GEGEVEN OPGAVE A |
Hoeveel regels in de records bevatten het woord "blue"? Tel ze en geef alleen het getal.

GEKOZEN FRAGMENT |
Overigens is dit ras behoorlijk actief en energiek te noemen. Het is een komische hond die het heerlijk vindt om een grapje uit te halen, maar hij vindt het ook prima om even bij je op schoot te kruipen. Daarbij is het wel van belang dat hij overdag zijn energie kwijt kan. Is dat niet het geval? Dan raakt hij al snel verveeld en heb je een hele zware kluif aan hem.
Mocht je een grote tuin hebben, dan kun je hem prima in die tuin rond laten lopen. Houd er echter wel rekening mee dat hij behoorlijk nieuwsgierig is. Als hij ook maar één gaatje in de omheining van de tuin ziet, ben je hem eigenlijk al kwijt. Nieuwsgierig, vrolijk, intelligent, onbevreesd en aanhankelijk; dat zijn toch wel de belangrijkste termen waarmee het gedrag van een Dwergpinscher omschreven kan worden.
3. Verzorging
Het verzorgen van dit ras neemt niet al te veel tijd in beslag. Dat is met name te danken aan zijn korte vacht. Deze vacht kan je af en toe borstelen, maar een dagelijkse borstelbeurt is zeker niet aan te raden. Wel is het verstandig om af en toe zijn vacht vochtig te maken, waarna je zijn gladde vacht goed schoon kunt maken.
Door zijn korte vacht – en zijn kleine postuur – is het echter wel een hond die het behoorlijk snel koud heeft. In de winterperiode is het daarom aan te raden om een hondenjas of een hondentrui bij hem om te doen. Daarmee maak je de koude dagen in ieder geval een stuk aangenamer voor hem. Houd er verder rekening mee dat je zijn oren goed schoonhoudt, dat je zijn nagels regelmatig bijknipt en dat je zijn gebit af en toe goed poetst.

GEGEVEN OPGAVE B |
Kun je de tekst over de Dwergpinscher hierboven verder uitbreiden, aansluitend op de laatste zin?

VERMELDE RECORDS |
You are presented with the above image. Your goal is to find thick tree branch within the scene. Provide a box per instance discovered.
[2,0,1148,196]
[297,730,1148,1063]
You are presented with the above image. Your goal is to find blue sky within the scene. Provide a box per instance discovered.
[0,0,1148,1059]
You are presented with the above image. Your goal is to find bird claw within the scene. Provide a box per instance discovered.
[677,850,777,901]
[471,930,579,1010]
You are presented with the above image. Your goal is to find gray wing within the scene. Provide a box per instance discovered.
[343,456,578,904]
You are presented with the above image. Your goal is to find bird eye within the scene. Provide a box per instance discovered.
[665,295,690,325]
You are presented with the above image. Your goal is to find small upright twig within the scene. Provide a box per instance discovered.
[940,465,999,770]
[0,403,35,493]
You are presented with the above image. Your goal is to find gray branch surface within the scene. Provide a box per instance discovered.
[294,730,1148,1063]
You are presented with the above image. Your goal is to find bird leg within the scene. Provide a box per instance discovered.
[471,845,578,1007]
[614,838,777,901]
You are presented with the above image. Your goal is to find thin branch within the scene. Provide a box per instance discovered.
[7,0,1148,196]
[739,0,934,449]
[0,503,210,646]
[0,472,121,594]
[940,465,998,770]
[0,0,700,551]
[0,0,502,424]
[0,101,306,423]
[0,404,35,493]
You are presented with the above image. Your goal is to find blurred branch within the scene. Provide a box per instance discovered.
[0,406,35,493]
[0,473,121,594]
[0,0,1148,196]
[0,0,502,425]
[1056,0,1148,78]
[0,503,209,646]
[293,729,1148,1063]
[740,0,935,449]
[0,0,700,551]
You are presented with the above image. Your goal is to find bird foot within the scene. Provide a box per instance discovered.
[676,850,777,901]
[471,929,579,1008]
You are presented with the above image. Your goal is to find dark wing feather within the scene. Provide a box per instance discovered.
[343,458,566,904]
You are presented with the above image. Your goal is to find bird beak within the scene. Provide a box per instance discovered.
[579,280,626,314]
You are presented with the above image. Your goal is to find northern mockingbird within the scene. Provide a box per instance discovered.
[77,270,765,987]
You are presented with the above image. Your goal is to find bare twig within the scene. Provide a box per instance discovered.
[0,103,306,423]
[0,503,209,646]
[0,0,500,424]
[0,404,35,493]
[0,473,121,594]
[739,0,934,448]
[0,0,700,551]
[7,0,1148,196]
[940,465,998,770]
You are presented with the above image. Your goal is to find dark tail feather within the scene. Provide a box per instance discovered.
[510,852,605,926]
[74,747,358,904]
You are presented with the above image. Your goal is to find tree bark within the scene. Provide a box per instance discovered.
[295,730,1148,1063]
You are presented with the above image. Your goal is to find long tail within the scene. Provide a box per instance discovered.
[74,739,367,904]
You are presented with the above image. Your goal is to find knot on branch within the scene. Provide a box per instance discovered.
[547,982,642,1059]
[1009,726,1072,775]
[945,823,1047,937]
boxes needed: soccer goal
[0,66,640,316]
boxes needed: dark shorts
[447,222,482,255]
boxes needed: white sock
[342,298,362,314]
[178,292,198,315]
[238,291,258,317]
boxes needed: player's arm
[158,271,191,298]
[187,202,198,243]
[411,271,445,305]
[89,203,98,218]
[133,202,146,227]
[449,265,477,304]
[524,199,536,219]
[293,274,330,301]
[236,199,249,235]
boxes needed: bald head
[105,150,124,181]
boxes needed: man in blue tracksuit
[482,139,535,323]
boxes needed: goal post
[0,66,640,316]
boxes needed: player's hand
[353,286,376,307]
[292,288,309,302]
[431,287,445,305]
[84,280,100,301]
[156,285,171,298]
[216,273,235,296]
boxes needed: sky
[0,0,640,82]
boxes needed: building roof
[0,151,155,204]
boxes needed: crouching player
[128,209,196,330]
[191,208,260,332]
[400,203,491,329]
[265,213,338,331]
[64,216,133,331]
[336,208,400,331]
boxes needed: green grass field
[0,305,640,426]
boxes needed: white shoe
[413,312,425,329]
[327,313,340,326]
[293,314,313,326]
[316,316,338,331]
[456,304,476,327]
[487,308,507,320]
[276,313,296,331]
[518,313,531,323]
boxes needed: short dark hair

UITVOER OPDRACHT A |
2

UITVOER OPDRACHT B |
Qua veelvoorkomende aandoeningen valt eigenlijk alleen de aandoening patella luxatie op. Relatief veel honden binnen dit ras hebben last van deze aandoening bij de knie. Bij patella luxatie zweeft de knieschijf eigenlijk los in de kom van de knie, waardoor de knie behoorlijk veel pijn doet. Een Dwergpinscher is echter nogal een harde hond voor zichzelf, waardoor je deze pijn mogelijk niet al te snel opmerkt. Mede daarom is het verstandig om zijn motoriek en loopje regelmatig goed te observeren. Mocht je iets afwijkends constateren, is het verstandig om snel naar de dierenarts te gaan.
4. Opvoeding
Om een Dwergpinscher op te voeden, moet je behoorlijk sterk in jouw schoenen te staan. Tijdens de opvoeding heb je namelijk te maken met zijn nieuwsgierigheid, met zijn intelligentie en met zijn koppigheid. Door zijn intelligentie denkt hij het namelijk al snel zelf beter te weten. Ondertussen is het wel prettig om te weten dat hij behoorlijk snel leert.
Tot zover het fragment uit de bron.